# [TAREFA PROPOSTA 1]
Apresenta como lista numerada o trecho das linhas de entrada que vai da linha que contém "pin: gutter" até ao fim dessas linhas, ambas as pontas incluídas, sem as linhas em branco.

# [ARTIGO]
Escrito por em 27/01/2023

Logo que ele se senta ao piano, começa uma jornada – eis a primeira coisa de que nos apercebemos ao iniciar o concerto, seguida da sua presença avassaladora, a sua música densa, pungente, o timbre inigualável, a constante paixão, ânimo, impulso que preenchem as suas obras, e sempre uma história. No tempo, de uma emoção, de uma personagem… mas sempre uma história.

E uma história sem palavras.

O palco é só dele e a sua música tudo o que se ouve, tudo o que se precisa de ouvir.

Assim foi no passado dia 20 de janeiro, no Centro de Arte de Ovar, onde Hélder Bruno se propôs a criar um concerto especial para uma terra onde se sente em casa.

É com uma linguagem harmónica extremamente colorida, a paixão de um Einaudi e o êxtase de um Glass que começa o concerto, apenas com Hélder Bruno ao piano, com temas que se tornam cada vez mais extraordinários, peças de tal maneira imersivas que nos entram pelo coração adentro.

Como ele explicou durante o concerto, as suas peças foram feitas para ser ouvidas sem estereótipos, sem preconceito. Tudo o que iria tocar era uma aventura, e que para embarcarmos nesta aventura tínhamos de ter o coração aberto, de nos entregar à música, de confiar no sítio aonde esta nos levará, e eu posso atestar que esse é um sítio magnífico para se ir.

A seguir às duas primeiras interpretações, surgiu uma atuação muito especial: Hélder Bruno dá as boas-vindas no palco à sua própria filha, Maria Martins, uma talentosa violoncelista que acompanhará o pai na próxima peça – uma peça, desta vez, diferente.

Para mim, o que se sentiria nesta peça, era algo deveras interessante, na medida em que contrastava com as duas peças anteriores na história que contava: talvez pela presença do violoncelo, considerado um dos instrumentos mais expressivos devido à sua proximidade com a voz humana. Nesta peça o que se sentia não era uma história no tempo, mas sim a história de um sentimento.

Como se antes nos tivessem mostrado aquilo que o protagonista queria, aquilo que ele queria alcançar, e agora antes nos mostrassem aquilo que o protagonista tinha, aquilo que estava por dentro dele, aquilo que ele carregava no coração como uma constante, pois quão grande fosse o sonho, quão pouco tempo ele tivesse para pensar nesse sentimento, ele estava sempre lá.

Foi na quarta peça que entrou um quinteto de cordas magnífico: o Blossom Ensemble, constituído por Maria Kagan no 1º violino, Francisca Pessanha Pinto-Machado no 2º violino, Rogério Monteiro na viola d’arco, Feodor Kolpashnikov no violoncelo e Miguel Falcão no contrabaixo.

Com a entrada destes músicos, a peça seguinte adquiriria um aspeto que passei a associar muito à obra deste compositor – um caráter não só grandioso e evocativo, mas também cinematográfico.

# [TAREFA PROPOSTA 2]
Traduz para inglês esta frase do artigo sobre o concerto: "O palco é só dele e a sua música tudo o que se ouve, tudo o que se precisa de ouvir."

# [LINHAS DE ENTRADA]

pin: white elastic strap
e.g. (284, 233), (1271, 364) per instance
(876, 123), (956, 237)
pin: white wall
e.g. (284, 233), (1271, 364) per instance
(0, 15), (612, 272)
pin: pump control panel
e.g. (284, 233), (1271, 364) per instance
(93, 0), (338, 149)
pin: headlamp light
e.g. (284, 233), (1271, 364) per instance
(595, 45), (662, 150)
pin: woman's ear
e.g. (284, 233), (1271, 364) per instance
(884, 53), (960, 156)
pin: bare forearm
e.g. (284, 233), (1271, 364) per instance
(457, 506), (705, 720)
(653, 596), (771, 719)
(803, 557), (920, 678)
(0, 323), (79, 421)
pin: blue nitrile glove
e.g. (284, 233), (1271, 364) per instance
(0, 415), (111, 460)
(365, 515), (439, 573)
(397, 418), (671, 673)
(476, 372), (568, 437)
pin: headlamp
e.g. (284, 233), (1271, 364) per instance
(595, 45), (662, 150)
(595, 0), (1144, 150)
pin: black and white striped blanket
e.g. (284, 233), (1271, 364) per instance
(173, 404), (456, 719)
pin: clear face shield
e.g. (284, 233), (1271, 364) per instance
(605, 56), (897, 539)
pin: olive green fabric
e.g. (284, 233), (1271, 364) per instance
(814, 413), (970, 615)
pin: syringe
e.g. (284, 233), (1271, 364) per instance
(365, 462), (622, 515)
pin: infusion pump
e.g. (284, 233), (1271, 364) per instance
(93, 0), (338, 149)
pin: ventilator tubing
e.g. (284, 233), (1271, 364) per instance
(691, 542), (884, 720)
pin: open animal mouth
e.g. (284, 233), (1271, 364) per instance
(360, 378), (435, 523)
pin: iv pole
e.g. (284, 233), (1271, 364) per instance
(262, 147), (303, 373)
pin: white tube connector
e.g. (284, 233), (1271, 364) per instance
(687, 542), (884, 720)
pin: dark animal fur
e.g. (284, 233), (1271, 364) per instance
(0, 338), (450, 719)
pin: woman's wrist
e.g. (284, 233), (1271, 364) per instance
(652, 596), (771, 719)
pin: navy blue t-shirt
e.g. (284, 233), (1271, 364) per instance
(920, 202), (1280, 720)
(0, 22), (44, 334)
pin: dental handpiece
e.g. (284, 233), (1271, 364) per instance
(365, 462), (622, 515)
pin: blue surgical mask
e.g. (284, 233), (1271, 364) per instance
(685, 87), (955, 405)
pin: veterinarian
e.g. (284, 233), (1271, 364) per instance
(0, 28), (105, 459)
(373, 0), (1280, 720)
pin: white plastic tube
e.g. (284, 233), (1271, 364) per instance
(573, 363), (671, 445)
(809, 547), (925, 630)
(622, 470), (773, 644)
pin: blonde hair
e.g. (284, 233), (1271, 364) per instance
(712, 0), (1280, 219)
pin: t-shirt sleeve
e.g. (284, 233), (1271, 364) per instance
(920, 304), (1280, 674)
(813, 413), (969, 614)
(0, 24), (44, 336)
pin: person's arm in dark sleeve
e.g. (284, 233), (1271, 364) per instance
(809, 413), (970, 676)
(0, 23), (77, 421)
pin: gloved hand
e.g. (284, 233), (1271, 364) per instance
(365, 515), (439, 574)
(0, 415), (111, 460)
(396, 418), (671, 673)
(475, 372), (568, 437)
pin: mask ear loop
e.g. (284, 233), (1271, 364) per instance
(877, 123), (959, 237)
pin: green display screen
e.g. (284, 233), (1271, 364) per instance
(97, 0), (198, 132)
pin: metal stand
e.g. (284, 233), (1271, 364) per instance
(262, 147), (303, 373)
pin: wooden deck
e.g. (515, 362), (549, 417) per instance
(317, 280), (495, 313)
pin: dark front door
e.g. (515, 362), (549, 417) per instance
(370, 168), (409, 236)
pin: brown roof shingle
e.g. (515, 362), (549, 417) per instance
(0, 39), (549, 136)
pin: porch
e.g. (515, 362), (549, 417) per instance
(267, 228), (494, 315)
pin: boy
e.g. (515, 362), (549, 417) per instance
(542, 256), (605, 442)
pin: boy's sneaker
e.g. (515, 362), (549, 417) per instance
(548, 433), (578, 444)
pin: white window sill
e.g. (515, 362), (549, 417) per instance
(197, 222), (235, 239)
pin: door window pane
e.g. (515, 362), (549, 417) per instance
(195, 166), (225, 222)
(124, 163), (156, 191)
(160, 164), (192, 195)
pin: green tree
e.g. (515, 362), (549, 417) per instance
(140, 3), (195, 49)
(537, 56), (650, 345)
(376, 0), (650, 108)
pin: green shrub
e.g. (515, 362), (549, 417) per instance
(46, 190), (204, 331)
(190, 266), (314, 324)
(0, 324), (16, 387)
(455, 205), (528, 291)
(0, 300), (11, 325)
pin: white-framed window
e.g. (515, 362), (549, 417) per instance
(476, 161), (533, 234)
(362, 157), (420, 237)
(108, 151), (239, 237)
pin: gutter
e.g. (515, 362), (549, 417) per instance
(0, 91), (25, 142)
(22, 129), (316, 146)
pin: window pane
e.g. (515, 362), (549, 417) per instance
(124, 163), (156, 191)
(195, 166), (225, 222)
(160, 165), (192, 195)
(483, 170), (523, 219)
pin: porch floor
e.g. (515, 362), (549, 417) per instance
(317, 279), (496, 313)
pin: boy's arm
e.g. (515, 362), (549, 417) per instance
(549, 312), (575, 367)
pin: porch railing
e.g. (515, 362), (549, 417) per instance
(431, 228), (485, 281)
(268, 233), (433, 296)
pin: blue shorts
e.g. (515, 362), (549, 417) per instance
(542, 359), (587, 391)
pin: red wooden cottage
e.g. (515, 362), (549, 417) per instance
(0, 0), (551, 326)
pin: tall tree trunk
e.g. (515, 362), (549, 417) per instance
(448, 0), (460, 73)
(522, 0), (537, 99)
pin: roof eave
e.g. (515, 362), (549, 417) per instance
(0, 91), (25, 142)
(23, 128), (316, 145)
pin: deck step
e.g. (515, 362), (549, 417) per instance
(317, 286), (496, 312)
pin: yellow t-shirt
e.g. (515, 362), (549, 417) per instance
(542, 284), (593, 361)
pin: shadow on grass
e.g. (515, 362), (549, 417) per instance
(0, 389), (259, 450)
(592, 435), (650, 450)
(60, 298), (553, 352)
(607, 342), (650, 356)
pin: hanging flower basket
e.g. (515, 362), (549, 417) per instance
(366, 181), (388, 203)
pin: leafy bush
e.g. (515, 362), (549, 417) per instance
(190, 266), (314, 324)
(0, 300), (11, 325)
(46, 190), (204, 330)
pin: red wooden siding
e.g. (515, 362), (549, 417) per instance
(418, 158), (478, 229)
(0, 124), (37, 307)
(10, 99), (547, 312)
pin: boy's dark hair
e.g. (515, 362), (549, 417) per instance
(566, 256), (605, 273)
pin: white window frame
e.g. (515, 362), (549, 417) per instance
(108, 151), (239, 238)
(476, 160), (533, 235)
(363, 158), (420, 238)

# [RESOLUÇÃO DA TAREFA 1]
1. pin: gutter
2. e.g. (515, 362), (549, 417) per instance
3. (0, 91), (25, 142)
4. (22, 129), (316, 146)
5. pin: window pane
6. e.g. (515, 362), (549, 417) per instance
7. (124, 163), (156, 191)
8. (195, 166), (225, 222)
9. (160, 165), (192, 195)
10. (483, 170), (523, 219)
11. pin: porch floor
12. e.g. (515, 362), (549, 417) per instance
13. (317, 279), (496, 313)
14. pin: boy's arm
15. e.g. (515, 362), (549, 417) per instance
16. (549, 312), (575, 367)
17. pin: porch railing
18. e.g. (515, 362), (549, 417) per instance
19. (431, 228), (485, 281)
20. (268, 233), (433, 296)
21. pin: blue shorts
22. e.g. (515, 362), (549, 417) per instance
23. (542, 359), (587, 391)
24. pin: red wooden cottage
25. e.g. (515, 362), (549, 417) per instance
26. (0, 0), (551, 326)
27. pin: tall tree trunk
28. e.g. (515, 362), (549, 417) per instance
29. (448, 0), (460, 73)
30. (522, 0), (537, 99)
31. pin: roof eave
32. e.g. (515, 362), (549, 417) per instance
33. (0, 91), (25, 142)
34. (23, 128), (316, 145)
35. pin: deck step
36. e.g. (515, 362), (549, 417) per instance
37. (317, 286), (496, 312)
38. pin: yellow t-shirt
39. e.g. (515, 362), (549, 417) per instance
40. (542, 284), (593, 361)
41. pin: shadow on grass
42. e.g. (515, 362), (549, 417) per instance
43. (0, 389), (259, 450)
44. (592, 435), (650, 450)
45. (60, 298), (553, 352)
46. (607, 342), (650, 356)
47. pin: hanging flower basket
48. e.g. (515, 362), (549, 417) per instance
49. (366, 181), (388, 203)
50. pin: leafy bush
51. e.g. (515, 362), (549, 417) per instance
52. (190, 266), (314, 324)
53. (0, 300), (11, 325)
54. (46, 190), (204, 330)
55. pin: red wooden siding
56. e.g. (515, 362), (549, 417) per instance
57. (418, 158), (478, 229)
58. (0, 124), (37, 307)
59. (10, 99), (547, 312)
60. pin: boy's dark hair
61. e.g. (515, 362), (549, 417) per instance
62. (566, 256), (605, 273)
63. pin: white window frame
64. e.g. (515, 362), (549, 417) per instance
65. (108, 151), (239, 238)
66. (476, 160), (533, 235)
67. (363, 158), (420, 238)

# [RESOLUÇÃO DA TAREFA 2]
The stage is his alone, and his music is all that is heard, all that one needs to hear.